• TEXT EXCERPT:
Zion Williamson's Duke crash out of March Madness
Top NBA prospect Zion Williamson probably played his last college basketball game after Duke were stunned by Michigan State 68-67 during March Madness.
Williamson – who is expected to be taken with the number one pick in the 2019 draft – had a game-high 24 points and 14 rebounds but the Blue Devils still lost in the East Regional final at Capital One Arena in Washington, D.C.
Sunday's victory sends the Spartans to Minneapolis for the Final Four – Michigan State's 10th appearance in the national semi-finals, but first since 2015.
They will face the surprising Texas Tech Red Raiders in one semi-final, while Auburn and Virginia meet in the other.
Michigan State head coach Tom Izzo, who entered the game with a 1-11 career record against Duke's Mike Krzyzewski, could barely contain his joy afterward.
"It's a dream come true … we've got some warriors here," Izzo told CBS Sports following the game.
After narrow escapes against UCF and Virginia Tech in their previous two tournament games, the Blue Devils ran out of luck.
Here are three takeaways from the second-seeded Spartans' huge win against the NCAA Tournament's top-ranked team.
Winston picked Spartans up again and again
Michigan State ended the first half on a 13-0 run to take a 34-30 lead at the break, with All-American point guard Cassius Winston taking control, scoring eight of those points and picking up assists on the other five points.
Winston came through the entire game for the Spartans, ending with 20 points and 10 assists. But with the game on the line and 35 seconds remaining, 6-7 senior Kenny Goins calmly nailed a three-pointer to provide the winning points.
Forward Xavier Tillman pitched in 19 for the Spartans.
Michigan State protected ball well
The Spartans, now 32-6, had been careless with the basketball in this year's NCAA Tournament, with a minus-14 in turnover margin in their first three games. But that script dramatically flipped against the Blue Devils, as Michigan State forced 17 turnovers and turned the ball over only seven times (Duke had been plus-8 in turnover margin in its first three games).
Duke had a better shooting percentage from the floor and from long distance and outrebounded the Spartans 42-31, but those extra possessions they picked up were critical.
Duke probably had their most talented team ever … but not their best team
Think of all the great Duke teams through the years, loaded with stars such as Grant Hill, Christian Laettner, Shane Battier, Johnny Dawkins, J.J. Redick, etc. The 2018-19 Blue Devils might have been the greatest collection of talent ever in Durham. Williamson is the likely top pick in the NBA draft, and it is not hard to envision RJ Barrett, Cam Reddish and Tre Jones all making future NBA All-Star appearances.
They were incredibly fun to watch, with Williamson providing one highlight after another, including an explosive drive and dunk.
Despite that array of talent, and Duke's sterling 32-6 record, this did not feel like the best Duke team ever. They did not shoot the ball well from outside. While they made some sensational defensive plays at key moments — Williamson especially — they did not seem as solid on defense as previous Blue Devils squads. In short, they felt more like an all-star team, a collection of talent, than a team.
That situation is normal in today's one-and-done atmosphere in college basketball. And that is why, despite the heroics of Williamson and RJ Barrett (21 points against MSU), another team based on one-and-done talent is going home without an NCAA championship. There is a lesson there somewhere, perhaps.

• WHAT YOU NEED TO DO:
- a) Please say whether each statement agrees with the article on Duke's loss, answering yes or no and quoting the deciding words: (i) Williamson led all players in scoring; (ii) Duke outrebounded Michigan State; (iii) this was Michigan State's first trip to the Final Four.
- b) Using the article on Duke's loss, explain in one to three sentences why the 2018-19 Blue Devils did not feel like the best Duke team ever.

• Data records:
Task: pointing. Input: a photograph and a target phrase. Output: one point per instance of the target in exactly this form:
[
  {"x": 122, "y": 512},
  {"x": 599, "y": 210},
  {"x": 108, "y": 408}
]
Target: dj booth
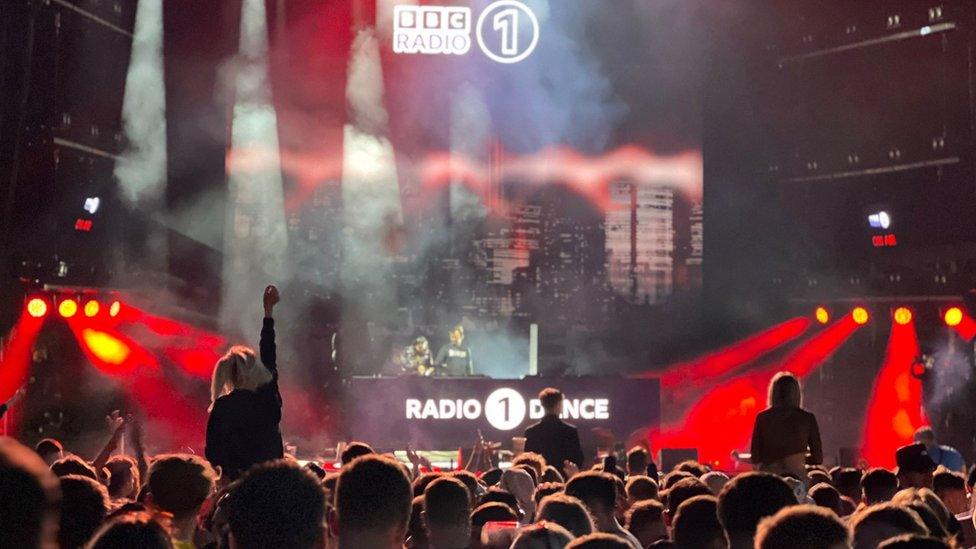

• SOLUTIONS TO THE EXERCISE:
- a)
(i) Yes: "had a game-high 24 points and 14 rebounds"
(ii) Yes: "outrebounded the Spartans 42-31"
(iii) No: "Michigan State's 10th appearance in the national semi-finals, but first since 2015"

- b) They did not shoot the ball well from outside, and they did not seem as solid on defense as previous Blue Devils squads. They felt more like an all-star team, a collection of talent, than a team.